● Textauszug
Céline Sciamma:: Also im Vergleich mit meiner Kindheit, auf jeden Fall.
Das ist mir auch beim Casting für Laure aufgefallen, denn ich musste die Mädchen bitten, sich für den Film die Haare kurz schneiden zu lassen. Das war, als hätte ich verlangt, sich in eine Außerirdische zu verwandeln. Aber vielleicht ist das auch typisch Paris.
Für Zoé (die Protagonistin) war es aber kein Problem, obwohl sie sehr lange Haare hatte. Sie lässt sie jetzt auch wieder wachsen, aber warum nicht?

AVIVA-Berlin: Sie sind gelernte Drehbuch-Autorin, haben sich aber gleich für Ihr erstes Projekt ins kalte Wasser geworfen und selbst die Regie übernommen. Wie haben Sie das Know-How gelernt und was für Herausforderungen gab es?
Céline Sciamma: Ich sehe es eher als Glück, dass ich direkt in der Praxis und Filmetappe für Filmetappe lernen konnte. Das hat mir gut gefallen, denn so habe ich mir weniger Fragen gestellt. Und dabei ist mir aufgefallen, dass ich diese Herangehensweise liebe. Obwohl es verrückt ist.

AVIVA-Berlin: Sie hatten also keine genaue und detaillierte Vision im Kopf, als Sie mit den Dreharbeiten für Ihre Filme angefangen haben?
Céline Sciamma: Nein, überhaupt nicht. Es ist auch so, dass die Arbeit mit jungen SchauspielerInnen immer eine Art Freiraum kreiert, in dem man zusammen etwas erfindet. Viele Szenen haben wir tatsächlich erst beim Drehen selbst entwickelt.

AVIVA-Berlin: Und Sie sind mit dem Resultat zufrieden?

● Deine Aufgabe
Schreib aus dem Interview mit Céline Sciamma den Abschnitt wortgetreu ab, der mit den Worten „Céline Sciamma: Ich“ beginnt und mit „Filme angefangen haben?“ endet.

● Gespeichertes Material
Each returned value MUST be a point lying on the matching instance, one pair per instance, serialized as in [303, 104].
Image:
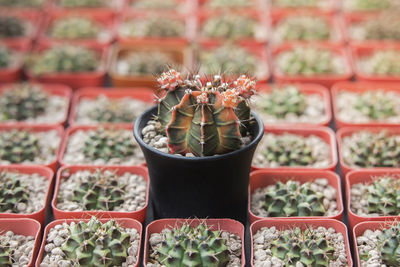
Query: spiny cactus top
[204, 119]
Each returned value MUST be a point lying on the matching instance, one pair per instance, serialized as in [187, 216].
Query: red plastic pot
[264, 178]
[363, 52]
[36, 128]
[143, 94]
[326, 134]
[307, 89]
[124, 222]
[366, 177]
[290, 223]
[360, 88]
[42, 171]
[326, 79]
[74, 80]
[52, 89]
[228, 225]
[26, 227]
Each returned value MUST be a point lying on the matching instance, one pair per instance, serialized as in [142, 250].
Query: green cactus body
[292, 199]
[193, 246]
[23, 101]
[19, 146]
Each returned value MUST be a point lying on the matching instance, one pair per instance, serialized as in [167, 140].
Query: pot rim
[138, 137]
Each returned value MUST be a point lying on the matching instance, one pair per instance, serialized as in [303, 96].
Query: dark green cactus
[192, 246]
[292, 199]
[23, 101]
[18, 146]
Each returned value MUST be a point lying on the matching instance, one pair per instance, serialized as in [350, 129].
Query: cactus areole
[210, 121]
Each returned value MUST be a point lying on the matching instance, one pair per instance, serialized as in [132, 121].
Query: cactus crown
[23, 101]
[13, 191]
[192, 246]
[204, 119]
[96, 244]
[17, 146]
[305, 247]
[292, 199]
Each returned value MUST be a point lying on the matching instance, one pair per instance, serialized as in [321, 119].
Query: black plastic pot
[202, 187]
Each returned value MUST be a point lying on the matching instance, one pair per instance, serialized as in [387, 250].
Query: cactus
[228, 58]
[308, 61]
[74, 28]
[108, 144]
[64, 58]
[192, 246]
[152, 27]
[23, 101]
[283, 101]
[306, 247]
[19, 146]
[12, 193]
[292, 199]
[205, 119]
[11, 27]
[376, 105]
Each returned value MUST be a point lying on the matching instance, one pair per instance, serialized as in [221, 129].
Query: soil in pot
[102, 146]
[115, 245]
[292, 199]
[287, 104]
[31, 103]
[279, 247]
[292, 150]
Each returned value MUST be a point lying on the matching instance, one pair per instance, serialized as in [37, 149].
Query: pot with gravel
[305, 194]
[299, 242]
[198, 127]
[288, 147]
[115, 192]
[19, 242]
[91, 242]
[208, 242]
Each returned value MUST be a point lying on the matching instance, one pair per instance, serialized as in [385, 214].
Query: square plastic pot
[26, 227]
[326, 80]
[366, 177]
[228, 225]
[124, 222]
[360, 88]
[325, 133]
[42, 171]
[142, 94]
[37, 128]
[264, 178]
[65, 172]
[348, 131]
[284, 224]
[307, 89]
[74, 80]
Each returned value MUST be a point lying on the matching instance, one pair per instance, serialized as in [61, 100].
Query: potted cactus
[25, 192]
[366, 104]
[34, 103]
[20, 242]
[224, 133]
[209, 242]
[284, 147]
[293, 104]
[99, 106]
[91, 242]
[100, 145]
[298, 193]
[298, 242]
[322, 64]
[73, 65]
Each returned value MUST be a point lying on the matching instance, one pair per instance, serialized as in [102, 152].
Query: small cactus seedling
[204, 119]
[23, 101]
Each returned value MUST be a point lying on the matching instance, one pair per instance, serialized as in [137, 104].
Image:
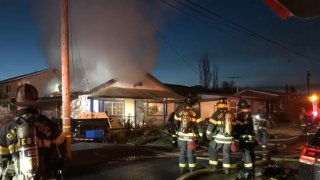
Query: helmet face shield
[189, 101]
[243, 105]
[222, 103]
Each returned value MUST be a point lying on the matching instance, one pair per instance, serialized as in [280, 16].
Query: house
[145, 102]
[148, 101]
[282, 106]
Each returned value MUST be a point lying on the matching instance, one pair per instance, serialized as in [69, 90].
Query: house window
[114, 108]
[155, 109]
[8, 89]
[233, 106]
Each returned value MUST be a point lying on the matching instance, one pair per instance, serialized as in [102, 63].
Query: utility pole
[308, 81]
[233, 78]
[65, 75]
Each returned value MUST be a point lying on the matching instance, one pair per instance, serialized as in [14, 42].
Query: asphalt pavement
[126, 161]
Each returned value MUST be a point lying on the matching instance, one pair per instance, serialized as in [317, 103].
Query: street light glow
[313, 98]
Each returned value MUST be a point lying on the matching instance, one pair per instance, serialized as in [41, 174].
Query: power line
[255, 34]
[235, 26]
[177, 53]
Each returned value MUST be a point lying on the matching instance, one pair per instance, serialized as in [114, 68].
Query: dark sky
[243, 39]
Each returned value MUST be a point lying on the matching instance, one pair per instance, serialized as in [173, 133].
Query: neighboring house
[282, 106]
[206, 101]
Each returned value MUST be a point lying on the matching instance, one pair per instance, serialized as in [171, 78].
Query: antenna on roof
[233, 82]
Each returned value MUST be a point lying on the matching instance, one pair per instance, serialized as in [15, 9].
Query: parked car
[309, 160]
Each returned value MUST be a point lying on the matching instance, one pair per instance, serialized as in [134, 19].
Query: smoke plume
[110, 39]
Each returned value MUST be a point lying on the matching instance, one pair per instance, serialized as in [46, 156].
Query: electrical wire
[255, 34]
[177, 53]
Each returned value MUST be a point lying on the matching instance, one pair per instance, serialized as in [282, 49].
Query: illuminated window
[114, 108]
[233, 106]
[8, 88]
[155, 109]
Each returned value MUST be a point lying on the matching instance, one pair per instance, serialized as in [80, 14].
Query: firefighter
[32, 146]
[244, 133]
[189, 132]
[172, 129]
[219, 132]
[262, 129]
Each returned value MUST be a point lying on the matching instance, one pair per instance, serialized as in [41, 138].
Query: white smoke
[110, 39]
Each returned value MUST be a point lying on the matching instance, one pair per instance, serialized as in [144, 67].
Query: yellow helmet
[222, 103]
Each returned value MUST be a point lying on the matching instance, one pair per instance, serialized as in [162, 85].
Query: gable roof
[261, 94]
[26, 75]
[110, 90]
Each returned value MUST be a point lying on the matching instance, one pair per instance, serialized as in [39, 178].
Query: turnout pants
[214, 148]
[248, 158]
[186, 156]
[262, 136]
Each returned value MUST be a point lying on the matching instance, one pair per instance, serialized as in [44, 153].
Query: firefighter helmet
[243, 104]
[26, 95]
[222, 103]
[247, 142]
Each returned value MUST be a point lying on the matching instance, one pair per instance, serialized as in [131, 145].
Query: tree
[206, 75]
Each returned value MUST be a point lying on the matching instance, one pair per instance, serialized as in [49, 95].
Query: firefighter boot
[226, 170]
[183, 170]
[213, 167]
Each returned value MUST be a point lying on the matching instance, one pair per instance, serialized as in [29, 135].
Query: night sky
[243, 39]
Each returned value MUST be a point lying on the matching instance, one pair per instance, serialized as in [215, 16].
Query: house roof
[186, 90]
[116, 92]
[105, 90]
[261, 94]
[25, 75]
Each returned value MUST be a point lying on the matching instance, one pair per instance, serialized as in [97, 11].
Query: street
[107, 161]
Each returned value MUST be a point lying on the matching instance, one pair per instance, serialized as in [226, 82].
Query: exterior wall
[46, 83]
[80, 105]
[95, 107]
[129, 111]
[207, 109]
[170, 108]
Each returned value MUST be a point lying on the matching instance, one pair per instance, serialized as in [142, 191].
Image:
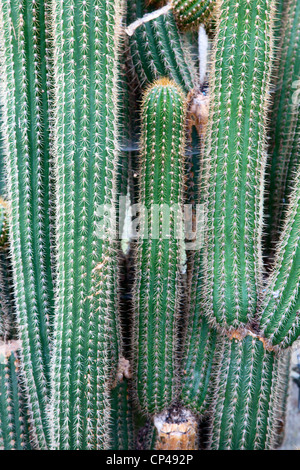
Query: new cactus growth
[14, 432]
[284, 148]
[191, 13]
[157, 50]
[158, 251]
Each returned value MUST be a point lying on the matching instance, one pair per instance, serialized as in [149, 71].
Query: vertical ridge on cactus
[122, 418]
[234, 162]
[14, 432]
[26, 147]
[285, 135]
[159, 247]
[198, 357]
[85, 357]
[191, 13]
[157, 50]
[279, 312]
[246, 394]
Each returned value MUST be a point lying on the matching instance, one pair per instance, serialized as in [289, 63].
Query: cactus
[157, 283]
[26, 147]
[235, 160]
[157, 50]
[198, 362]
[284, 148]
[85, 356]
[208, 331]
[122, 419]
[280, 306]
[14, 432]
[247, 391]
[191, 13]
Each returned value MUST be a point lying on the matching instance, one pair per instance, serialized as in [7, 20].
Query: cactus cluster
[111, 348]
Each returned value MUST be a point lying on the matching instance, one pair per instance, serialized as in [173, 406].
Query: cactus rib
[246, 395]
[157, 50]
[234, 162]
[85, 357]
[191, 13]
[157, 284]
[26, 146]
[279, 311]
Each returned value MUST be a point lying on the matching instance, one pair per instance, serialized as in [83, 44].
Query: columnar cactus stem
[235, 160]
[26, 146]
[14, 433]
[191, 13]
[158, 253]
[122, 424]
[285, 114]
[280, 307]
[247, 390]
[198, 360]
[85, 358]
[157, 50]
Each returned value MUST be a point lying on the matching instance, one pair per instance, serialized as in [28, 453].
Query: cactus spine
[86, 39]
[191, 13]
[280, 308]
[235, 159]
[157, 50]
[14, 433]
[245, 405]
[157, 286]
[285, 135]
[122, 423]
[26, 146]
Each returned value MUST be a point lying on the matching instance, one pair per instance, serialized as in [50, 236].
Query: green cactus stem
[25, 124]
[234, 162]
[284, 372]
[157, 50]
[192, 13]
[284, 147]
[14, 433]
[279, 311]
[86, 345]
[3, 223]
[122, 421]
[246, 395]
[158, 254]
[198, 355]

● Die Antwort
Céline Sciamma: Ich sehe es eher als Glück, dass ich direkt in der Praxis und Filmetappe für Filmetappe lernen konnte. Das hat mir gut gefallen, denn so habe ich mir weniger Fragen gestellt. Und dabei ist mir aufgefallen, dass ich diese Herangehensweise liebe. Obwohl es verrückt ist.

AVIVA-Berlin: Sie hatten also keine genaue und detaillierte Vision im Kopf, als Sie mit den Dreharbeiten für Ihre Filme angefangen haben?